Stored items
__________________________________________________
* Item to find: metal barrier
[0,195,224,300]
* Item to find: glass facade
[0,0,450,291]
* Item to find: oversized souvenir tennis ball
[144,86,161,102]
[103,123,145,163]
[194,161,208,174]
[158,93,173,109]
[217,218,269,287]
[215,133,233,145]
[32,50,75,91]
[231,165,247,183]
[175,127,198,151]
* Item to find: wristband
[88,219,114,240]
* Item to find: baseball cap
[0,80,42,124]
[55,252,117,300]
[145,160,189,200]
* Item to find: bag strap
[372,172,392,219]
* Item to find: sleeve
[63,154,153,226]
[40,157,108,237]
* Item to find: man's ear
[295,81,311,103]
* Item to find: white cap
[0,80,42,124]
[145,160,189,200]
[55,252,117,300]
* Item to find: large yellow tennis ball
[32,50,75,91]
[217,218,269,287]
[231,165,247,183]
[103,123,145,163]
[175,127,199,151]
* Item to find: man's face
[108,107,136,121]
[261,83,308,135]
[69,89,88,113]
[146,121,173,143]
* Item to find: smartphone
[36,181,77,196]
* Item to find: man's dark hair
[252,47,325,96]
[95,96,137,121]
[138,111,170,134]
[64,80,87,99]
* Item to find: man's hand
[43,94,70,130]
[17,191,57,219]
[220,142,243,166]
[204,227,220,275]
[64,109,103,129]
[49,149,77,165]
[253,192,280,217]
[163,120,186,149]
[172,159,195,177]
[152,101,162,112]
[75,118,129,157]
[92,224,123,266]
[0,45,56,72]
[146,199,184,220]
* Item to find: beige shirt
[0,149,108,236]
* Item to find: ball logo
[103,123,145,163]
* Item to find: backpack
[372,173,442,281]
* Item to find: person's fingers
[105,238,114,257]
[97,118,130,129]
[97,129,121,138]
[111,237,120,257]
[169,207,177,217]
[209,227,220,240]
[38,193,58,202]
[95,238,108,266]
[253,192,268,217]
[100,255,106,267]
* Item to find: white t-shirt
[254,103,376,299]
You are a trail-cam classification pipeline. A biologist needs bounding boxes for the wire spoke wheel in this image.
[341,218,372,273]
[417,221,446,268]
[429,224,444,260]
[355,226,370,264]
__________________________________________________
PROBLEM DETAILS
Reproduce the material above line for line, changing nothing.

RESULT OF THE EXERCISE
* Item to find: metal barrier
[0,195,224,300]
* Item to find: glass facade
[0,0,450,291]
* Item to find: oversized souvenir tennis ball
[144,86,161,102]
[103,123,145,163]
[194,161,208,174]
[158,93,173,109]
[217,218,269,287]
[215,133,233,145]
[32,50,75,91]
[231,165,247,183]
[175,127,198,151]
* Item to find: wristband
[88,219,114,240]
* Item to find: baseball cap
[0,80,42,124]
[55,252,117,300]
[145,160,189,200]
* Item to find: bag strap
[372,172,392,219]
* Item to find: sleeve
[63,154,153,226]
[40,157,108,237]
* Item to find: man's ear
[295,81,311,103]
* Item to find: white cap
[0,80,42,124]
[145,160,189,200]
[55,252,117,300]
* Item to find: large yellow tennis ball
[32,50,75,91]
[217,218,269,287]
[231,165,247,183]
[103,123,145,163]
[175,127,199,151]
* Item to find: man's face
[108,107,136,121]
[261,83,308,135]
[69,89,88,113]
[146,121,173,143]
* Item to find: smartphone
[36,181,77,196]
* Item to find: man's dark hair
[252,47,325,96]
[95,96,137,121]
[138,111,170,134]
[64,80,87,99]
* Item to find: man's hand
[43,94,70,130]
[17,191,57,219]
[220,142,243,166]
[204,227,220,275]
[64,109,103,129]
[49,149,77,165]
[253,192,280,217]
[163,120,186,149]
[172,159,195,177]
[152,101,162,112]
[75,118,129,157]
[92,224,123,266]
[0,45,56,72]
[146,199,184,220]
* Item to find: beige shirt
[0,149,108,236]
* Item to find: ball logo
[103,123,145,163]
* Item to find: backpack
[372,173,442,281]
* Item to find: person's fingers
[105,238,114,257]
[97,118,130,129]
[97,129,121,138]
[111,237,120,257]
[169,207,177,217]
[209,227,220,240]
[38,193,58,202]
[95,238,108,266]
[253,192,268,217]
[100,255,106,267]
* Item to find: white t-shirt
[254,103,376,299]
You are a trail-cam classification pipeline. A biologist needs bounding boxes for the wire spoke wheel in this image.
[341,218,372,273]
[417,221,446,268]
[429,224,444,260]
[355,226,370,264]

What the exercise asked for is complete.